INFORMATION PROVIDED Start Marker
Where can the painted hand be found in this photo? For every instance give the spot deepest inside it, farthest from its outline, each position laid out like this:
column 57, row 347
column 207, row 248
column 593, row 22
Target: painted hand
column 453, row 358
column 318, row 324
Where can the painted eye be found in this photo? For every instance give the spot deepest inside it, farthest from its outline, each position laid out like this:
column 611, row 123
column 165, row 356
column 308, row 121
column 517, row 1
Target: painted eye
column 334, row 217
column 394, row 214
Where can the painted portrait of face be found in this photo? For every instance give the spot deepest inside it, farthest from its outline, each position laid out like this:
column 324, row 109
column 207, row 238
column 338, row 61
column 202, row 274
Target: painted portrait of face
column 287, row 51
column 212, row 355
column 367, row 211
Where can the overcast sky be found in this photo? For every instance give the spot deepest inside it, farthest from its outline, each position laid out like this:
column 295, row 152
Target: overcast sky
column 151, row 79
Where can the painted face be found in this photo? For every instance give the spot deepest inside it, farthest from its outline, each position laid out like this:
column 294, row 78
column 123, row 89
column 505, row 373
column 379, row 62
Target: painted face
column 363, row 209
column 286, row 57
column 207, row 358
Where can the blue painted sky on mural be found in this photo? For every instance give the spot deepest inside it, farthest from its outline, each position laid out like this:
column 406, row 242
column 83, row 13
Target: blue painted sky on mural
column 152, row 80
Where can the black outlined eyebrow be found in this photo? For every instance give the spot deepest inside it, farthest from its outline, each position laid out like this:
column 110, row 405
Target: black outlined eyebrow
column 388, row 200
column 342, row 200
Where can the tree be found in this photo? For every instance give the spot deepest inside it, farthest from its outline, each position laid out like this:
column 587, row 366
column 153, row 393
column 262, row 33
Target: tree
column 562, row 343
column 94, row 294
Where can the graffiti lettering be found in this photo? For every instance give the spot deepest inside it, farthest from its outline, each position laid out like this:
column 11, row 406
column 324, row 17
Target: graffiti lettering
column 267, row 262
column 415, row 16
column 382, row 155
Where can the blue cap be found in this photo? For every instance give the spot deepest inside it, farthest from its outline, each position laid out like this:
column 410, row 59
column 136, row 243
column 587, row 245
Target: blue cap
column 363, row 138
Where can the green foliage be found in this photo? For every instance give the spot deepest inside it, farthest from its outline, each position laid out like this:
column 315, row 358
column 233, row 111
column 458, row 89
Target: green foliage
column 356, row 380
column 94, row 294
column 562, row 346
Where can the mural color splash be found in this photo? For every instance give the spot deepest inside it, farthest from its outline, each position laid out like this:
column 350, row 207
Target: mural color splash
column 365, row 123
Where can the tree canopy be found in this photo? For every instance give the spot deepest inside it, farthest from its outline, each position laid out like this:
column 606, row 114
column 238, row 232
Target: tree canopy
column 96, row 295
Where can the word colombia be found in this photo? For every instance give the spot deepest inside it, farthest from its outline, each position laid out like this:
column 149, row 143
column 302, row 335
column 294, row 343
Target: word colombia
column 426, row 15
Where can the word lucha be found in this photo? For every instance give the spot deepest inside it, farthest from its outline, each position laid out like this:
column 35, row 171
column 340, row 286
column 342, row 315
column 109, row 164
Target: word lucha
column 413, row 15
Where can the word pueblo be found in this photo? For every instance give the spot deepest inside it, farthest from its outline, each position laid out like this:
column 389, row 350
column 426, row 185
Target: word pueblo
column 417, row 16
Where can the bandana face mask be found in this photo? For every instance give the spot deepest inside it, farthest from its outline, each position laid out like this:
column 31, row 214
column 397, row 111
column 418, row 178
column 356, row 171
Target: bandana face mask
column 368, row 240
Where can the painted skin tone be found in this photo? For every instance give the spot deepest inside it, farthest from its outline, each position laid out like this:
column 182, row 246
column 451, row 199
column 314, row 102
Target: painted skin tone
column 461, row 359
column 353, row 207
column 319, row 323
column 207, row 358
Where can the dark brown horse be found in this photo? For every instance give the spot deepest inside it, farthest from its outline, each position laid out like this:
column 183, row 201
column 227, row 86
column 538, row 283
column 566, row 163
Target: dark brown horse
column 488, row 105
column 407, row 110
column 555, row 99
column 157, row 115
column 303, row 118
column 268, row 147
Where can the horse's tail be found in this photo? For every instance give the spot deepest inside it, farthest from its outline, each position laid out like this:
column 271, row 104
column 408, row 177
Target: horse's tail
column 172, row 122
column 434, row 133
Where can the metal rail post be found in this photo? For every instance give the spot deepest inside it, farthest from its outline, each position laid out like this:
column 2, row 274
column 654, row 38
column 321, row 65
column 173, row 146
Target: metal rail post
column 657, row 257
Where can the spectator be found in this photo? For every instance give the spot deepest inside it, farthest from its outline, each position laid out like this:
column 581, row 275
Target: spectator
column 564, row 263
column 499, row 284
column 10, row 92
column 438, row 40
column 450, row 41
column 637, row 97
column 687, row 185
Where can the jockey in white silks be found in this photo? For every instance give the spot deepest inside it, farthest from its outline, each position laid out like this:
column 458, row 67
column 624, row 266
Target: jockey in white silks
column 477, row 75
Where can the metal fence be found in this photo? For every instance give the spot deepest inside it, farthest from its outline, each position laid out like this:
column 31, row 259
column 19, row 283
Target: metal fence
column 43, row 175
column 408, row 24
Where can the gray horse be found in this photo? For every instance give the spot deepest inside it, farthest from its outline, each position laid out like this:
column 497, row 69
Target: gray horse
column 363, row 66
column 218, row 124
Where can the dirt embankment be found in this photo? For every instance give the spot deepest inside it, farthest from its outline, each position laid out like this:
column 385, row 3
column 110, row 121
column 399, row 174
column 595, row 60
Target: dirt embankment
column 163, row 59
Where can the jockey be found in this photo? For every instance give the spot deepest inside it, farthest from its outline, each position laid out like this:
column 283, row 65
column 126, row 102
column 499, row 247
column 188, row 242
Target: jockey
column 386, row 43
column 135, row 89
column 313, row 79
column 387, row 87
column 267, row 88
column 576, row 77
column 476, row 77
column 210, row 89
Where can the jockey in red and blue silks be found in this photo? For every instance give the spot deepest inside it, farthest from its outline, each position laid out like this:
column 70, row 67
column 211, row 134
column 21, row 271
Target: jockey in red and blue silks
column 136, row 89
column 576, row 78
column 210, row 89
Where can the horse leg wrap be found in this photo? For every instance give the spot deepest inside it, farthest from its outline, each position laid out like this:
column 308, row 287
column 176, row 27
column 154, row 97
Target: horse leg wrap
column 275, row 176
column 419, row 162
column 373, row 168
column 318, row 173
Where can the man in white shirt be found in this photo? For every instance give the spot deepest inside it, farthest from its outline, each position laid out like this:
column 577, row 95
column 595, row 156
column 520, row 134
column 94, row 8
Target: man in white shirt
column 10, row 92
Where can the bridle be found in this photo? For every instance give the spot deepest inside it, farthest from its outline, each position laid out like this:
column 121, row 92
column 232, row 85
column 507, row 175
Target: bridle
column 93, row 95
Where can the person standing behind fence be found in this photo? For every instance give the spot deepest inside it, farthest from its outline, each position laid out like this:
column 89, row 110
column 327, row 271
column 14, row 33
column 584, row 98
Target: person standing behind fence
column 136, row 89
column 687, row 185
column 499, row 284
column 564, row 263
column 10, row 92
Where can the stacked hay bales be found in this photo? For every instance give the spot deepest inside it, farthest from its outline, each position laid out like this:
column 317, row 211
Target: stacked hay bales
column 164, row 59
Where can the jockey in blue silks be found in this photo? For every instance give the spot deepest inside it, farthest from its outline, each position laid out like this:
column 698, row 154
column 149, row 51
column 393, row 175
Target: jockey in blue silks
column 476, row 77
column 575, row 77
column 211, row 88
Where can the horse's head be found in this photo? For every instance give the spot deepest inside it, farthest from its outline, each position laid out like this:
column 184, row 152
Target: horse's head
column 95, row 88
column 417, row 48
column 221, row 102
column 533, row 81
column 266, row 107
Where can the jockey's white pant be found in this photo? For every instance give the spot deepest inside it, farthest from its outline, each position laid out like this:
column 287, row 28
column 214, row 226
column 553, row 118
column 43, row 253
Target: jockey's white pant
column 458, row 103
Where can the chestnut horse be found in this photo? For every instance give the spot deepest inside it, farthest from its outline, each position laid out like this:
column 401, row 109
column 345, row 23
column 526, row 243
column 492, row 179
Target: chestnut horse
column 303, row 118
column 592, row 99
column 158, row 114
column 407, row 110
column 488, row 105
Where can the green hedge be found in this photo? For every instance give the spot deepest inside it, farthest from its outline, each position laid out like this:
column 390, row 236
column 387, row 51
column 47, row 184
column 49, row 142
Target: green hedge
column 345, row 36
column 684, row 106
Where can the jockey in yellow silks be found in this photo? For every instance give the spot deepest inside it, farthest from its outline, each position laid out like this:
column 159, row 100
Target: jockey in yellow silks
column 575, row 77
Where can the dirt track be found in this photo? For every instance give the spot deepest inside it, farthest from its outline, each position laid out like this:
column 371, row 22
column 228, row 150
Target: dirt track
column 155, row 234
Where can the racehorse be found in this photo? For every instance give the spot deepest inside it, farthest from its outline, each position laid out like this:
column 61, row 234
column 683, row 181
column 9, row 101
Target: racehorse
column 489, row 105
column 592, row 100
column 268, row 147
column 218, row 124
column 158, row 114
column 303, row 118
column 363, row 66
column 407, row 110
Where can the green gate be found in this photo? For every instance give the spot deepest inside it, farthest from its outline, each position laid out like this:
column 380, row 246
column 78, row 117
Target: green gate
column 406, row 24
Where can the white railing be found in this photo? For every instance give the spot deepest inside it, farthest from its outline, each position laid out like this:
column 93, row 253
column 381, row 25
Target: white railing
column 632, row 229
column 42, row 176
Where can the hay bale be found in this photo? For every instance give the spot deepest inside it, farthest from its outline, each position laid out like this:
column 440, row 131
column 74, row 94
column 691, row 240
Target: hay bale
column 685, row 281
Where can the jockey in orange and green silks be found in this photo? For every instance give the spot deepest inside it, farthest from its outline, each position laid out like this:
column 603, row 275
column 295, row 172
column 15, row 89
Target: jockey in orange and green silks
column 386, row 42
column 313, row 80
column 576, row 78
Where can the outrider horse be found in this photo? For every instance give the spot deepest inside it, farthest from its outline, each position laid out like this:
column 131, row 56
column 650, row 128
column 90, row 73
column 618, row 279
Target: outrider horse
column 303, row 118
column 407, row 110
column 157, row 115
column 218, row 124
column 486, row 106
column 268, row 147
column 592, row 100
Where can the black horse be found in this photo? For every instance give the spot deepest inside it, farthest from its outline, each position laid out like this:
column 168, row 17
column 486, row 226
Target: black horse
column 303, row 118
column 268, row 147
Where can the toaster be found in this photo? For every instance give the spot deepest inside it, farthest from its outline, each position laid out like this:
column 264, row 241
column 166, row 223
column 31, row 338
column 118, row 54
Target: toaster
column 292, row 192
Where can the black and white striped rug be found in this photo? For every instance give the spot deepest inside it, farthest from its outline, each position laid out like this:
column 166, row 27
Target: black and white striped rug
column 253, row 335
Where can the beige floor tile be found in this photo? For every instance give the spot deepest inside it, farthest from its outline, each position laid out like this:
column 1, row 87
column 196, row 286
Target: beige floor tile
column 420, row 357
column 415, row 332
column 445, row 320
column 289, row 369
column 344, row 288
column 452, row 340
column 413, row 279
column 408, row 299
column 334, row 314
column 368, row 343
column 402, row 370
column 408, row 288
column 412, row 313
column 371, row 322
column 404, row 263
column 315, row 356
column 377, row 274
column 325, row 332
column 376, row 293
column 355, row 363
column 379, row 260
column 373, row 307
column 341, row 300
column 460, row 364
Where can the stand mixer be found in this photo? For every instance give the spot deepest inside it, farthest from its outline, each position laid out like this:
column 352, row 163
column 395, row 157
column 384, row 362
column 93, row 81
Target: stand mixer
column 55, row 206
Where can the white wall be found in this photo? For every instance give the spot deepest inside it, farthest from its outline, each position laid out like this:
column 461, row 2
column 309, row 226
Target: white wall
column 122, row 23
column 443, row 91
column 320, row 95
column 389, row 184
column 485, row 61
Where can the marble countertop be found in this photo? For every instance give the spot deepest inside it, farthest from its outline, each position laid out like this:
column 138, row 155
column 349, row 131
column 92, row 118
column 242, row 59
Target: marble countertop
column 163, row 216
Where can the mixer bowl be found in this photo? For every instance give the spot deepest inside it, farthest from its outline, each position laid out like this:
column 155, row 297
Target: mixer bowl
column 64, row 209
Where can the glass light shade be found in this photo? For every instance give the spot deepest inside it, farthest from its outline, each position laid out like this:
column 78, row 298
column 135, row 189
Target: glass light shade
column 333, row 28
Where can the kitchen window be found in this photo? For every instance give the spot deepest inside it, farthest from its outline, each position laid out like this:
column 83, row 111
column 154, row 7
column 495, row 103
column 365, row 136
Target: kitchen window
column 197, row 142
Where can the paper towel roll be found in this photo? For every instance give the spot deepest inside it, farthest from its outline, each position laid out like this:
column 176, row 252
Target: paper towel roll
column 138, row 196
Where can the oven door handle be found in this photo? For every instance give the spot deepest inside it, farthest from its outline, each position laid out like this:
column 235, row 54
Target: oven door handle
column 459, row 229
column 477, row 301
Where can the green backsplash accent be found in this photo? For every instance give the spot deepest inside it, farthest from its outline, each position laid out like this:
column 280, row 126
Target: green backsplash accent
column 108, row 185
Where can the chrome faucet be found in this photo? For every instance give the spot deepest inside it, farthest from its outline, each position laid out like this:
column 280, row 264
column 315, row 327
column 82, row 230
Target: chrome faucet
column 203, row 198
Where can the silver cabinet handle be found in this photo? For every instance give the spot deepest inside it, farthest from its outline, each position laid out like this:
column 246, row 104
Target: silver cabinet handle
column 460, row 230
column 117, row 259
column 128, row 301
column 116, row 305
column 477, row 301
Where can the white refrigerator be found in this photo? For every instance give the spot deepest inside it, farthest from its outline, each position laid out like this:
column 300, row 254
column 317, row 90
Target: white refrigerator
INFORMATION PROVIDED End Marker
* _ABOUT THIS EXERCISE_
Look above for the line with "column 238, row 232" and the line with "Where can the horse's tail", and reproduce exactly those two lines plus every line between, nothing more.

* _SOLUTION FOR THIS EXERCISE_
column 238, row 232
Target: tree canopy
column 96, row 295
Where can the word colombia be found in this photo? For every instance give the spot deepest inside it, farthest from its outline, each position laid out like this:
column 149, row 143
column 302, row 335
column 294, row 343
Target: word colombia
column 426, row 15
Where can the word lucha be found in this photo? For every instance give the spot deepest inside it, farthest from its outline, each position laid out like this:
column 35, row 171
column 340, row 286
column 342, row 315
column 109, row 164
Target: word lucha
column 413, row 15
Where can the word pueblo be found in this photo? For every instance give the spot deepest inside it, farthest from its outline, each position laid out like this:
column 389, row 350
column 426, row 185
Target: word pueblo
column 417, row 16
Where can the bandana face mask be found in this photo? For every instance give the spot deepest inside it, farthest from its outline, each position laid out like this:
column 31, row 214
column 397, row 111
column 418, row 178
column 356, row 171
Target: bandana face mask
column 368, row 240
Where can the painted skin tone be found in this photo? For every instance give the spot deepest inside it, farthest from its outline, each position laid out like this:
column 182, row 246
column 451, row 199
column 314, row 102
Target: painted skin tone
column 461, row 359
column 353, row 207
column 319, row 323
column 207, row 358
Where can the dark brown horse be found in this photo? For every instance give the spot deepest inside it, farthest from its outline, each position laid out like this:
column 183, row 201
column 227, row 86
column 538, row 283
column 566, row 163
Target: dark brown horse
column 488, row 105
column 407, row 110
column 555, row 99
column 157, row 115
column 303, row 118
column 268, row 147
Where can the horse's tail be found in this photo? For every instance give the spot deepest inside it, farthest from its outline, each position laid out like this:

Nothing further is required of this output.